---------- Record extracts ----------

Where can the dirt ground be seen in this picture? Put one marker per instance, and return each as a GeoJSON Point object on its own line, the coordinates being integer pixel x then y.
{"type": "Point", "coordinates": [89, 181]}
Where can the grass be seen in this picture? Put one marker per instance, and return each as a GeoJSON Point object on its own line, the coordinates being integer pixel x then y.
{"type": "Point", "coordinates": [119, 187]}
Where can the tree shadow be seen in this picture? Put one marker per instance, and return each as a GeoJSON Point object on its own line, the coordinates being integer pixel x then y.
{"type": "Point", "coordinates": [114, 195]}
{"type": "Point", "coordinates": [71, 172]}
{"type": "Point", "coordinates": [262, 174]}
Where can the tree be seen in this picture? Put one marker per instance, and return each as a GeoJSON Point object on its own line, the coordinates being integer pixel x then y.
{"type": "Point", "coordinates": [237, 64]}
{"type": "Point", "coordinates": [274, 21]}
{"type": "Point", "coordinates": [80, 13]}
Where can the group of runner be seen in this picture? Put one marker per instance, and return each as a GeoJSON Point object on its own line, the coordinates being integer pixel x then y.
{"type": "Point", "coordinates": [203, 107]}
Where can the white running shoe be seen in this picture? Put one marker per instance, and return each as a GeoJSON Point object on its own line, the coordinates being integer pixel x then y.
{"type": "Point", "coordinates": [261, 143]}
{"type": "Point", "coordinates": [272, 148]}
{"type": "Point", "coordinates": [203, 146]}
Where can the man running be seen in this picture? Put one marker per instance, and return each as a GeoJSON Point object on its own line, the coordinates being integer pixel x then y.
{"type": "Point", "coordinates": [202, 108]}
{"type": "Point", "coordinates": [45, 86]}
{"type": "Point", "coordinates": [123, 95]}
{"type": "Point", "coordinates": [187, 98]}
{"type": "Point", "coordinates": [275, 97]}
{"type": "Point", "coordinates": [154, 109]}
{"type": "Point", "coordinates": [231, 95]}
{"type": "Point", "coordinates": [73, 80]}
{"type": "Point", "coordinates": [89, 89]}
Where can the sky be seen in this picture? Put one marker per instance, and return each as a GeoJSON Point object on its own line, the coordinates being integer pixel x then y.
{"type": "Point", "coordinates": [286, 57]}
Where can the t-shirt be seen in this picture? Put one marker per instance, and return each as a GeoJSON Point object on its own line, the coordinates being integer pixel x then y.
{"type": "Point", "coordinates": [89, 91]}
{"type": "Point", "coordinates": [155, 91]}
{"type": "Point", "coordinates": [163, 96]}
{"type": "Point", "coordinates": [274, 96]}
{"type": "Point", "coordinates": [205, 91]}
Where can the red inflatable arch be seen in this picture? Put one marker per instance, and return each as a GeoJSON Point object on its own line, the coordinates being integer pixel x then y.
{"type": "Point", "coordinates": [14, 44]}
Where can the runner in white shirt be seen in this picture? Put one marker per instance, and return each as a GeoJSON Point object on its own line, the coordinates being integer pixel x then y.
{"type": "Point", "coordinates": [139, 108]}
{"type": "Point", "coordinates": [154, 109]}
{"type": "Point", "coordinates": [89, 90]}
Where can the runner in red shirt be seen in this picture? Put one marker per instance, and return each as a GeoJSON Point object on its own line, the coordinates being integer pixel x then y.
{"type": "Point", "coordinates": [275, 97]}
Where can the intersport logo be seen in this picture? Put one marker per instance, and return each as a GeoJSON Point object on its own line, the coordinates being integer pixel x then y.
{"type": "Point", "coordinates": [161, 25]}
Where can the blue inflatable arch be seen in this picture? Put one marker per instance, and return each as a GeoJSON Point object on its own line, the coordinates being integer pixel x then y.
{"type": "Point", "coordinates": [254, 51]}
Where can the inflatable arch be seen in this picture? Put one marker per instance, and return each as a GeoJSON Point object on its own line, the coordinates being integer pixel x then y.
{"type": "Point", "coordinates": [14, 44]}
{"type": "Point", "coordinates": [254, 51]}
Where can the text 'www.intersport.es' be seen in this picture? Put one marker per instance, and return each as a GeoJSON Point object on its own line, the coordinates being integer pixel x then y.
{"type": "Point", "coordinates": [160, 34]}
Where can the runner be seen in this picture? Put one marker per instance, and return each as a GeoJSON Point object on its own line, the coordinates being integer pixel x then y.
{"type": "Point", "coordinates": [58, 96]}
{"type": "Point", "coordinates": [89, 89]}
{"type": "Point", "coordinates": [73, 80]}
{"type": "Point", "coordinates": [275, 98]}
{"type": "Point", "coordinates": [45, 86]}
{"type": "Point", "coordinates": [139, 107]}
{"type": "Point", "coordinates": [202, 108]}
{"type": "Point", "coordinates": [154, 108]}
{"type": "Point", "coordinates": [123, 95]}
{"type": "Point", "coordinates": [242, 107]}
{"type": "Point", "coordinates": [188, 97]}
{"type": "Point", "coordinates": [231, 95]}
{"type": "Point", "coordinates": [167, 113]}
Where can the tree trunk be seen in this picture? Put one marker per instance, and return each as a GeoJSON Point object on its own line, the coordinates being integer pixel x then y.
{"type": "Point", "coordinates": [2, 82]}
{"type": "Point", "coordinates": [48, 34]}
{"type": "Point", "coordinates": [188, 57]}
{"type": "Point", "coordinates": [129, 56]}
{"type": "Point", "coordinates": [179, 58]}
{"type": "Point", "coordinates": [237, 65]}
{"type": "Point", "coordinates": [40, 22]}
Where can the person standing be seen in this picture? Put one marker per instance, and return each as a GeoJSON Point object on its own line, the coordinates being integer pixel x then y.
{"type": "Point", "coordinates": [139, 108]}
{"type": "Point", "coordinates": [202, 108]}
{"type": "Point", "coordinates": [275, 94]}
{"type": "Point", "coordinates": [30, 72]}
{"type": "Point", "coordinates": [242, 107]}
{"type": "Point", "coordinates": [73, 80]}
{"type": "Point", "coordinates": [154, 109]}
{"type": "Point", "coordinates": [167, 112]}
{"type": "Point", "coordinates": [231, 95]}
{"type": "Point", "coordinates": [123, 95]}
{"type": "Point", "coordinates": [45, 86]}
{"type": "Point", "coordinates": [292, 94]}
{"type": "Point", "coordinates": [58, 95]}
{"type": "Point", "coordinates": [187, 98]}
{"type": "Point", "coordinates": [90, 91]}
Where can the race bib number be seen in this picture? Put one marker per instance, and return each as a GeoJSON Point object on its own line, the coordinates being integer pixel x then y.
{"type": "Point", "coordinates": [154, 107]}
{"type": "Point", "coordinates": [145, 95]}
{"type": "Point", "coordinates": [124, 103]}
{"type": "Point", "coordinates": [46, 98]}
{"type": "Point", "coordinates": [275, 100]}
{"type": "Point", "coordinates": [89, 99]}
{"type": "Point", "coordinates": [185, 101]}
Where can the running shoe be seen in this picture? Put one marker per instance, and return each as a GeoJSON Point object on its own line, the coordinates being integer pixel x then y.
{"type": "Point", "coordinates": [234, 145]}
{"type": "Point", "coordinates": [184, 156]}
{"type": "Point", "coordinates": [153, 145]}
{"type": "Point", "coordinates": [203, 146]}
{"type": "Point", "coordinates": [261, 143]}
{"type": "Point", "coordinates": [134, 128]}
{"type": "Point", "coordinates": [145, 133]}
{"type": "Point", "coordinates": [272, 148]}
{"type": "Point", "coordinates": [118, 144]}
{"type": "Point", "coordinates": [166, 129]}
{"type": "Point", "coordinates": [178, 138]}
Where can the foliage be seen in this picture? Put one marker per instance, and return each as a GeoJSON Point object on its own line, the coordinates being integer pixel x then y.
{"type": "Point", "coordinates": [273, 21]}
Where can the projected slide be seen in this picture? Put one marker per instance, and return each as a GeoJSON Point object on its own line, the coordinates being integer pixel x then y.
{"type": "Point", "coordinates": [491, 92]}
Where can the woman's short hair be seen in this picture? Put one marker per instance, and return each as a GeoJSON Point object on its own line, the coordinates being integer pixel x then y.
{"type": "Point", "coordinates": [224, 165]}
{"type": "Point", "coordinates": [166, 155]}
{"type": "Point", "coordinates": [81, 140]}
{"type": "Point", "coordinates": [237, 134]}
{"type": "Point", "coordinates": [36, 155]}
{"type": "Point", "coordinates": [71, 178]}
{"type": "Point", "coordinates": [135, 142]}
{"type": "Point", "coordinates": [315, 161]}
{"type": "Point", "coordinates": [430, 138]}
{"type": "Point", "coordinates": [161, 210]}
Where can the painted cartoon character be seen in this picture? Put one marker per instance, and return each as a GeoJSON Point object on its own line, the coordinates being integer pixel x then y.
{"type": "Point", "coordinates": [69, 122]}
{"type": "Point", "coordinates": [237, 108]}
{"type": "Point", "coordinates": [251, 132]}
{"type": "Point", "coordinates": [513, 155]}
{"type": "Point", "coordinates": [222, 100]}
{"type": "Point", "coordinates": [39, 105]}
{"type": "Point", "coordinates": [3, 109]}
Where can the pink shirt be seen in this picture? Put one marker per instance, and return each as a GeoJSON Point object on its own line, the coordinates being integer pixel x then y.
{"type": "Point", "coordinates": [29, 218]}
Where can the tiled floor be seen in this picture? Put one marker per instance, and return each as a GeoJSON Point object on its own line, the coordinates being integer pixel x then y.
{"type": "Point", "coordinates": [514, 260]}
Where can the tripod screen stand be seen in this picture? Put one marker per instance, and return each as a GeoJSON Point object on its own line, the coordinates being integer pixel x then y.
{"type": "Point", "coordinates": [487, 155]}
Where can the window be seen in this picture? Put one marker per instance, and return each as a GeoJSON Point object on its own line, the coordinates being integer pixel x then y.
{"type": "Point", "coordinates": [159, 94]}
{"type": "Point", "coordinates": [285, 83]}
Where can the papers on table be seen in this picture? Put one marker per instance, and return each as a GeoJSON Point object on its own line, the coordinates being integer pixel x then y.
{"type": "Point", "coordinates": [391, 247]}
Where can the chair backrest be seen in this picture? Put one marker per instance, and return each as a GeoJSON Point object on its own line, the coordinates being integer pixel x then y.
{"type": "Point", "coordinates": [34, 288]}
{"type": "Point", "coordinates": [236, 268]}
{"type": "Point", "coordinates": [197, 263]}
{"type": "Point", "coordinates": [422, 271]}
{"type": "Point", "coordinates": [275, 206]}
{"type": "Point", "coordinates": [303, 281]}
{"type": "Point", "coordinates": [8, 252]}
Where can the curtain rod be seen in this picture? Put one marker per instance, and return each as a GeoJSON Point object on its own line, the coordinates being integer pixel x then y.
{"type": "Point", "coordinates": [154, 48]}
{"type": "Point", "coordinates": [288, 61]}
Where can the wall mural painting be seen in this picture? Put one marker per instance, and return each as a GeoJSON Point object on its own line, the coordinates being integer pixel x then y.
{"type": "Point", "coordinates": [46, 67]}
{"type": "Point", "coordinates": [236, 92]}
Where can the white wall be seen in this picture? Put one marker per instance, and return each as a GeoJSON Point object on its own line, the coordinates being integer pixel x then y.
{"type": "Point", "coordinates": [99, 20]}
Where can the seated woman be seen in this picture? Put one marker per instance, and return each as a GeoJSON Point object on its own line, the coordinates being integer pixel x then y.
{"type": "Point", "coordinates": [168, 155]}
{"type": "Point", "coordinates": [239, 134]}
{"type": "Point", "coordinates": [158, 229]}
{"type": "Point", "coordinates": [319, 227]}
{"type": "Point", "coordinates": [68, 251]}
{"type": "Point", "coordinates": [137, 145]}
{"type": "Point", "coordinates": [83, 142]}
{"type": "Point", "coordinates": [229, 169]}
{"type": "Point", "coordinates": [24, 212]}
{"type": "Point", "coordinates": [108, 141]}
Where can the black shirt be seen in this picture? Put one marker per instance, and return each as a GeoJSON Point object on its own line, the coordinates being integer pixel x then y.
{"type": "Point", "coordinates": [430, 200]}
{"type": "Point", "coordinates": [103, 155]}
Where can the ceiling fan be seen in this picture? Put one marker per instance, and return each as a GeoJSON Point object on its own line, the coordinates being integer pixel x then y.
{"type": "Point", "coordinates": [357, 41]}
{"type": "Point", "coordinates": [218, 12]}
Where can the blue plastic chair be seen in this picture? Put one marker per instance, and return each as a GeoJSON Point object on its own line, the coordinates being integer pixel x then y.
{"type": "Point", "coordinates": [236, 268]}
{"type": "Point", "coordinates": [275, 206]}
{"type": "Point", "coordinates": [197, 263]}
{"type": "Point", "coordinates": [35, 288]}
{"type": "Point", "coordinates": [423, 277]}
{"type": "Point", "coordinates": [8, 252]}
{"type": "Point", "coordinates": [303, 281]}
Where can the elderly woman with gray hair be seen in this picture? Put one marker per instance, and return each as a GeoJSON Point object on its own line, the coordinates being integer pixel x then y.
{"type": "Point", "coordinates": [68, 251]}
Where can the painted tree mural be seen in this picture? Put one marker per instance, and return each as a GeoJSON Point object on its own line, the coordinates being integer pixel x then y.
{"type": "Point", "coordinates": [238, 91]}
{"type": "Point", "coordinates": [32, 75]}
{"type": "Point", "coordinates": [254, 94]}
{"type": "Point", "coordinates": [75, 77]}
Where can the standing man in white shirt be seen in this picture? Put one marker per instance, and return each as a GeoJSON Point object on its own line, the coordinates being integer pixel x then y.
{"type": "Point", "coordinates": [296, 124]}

----------

§ **What you will do**
Swap "marker" for "pin" in the rows from the line containing "Where can the painted tree" through the end of the rows, both included. Return only those lines, with nothing else changed.

§ **Task answer**
Where can the painted tree mural be seen in this picture? Put one pin per instance, and return each as a GeoJSON Point object on its own line, the coordinates being integer pixel x then y.
{"type": "Point", "coordinates": [238, 91]}
{"type": "Point", "coordinates": [32, 75]}
{"type": "Point", "coordinates": [254, 94]}
{"type": "Point", "coordinates": [75, 77]}
Where can the standing man in white shirt be seen in this picture? Put one pin per instance, and return each as a GeoJSON Point object on its own line, the coordinates being integer pixel x then y.
{"type": "Point", "coordinates": [296, 124]}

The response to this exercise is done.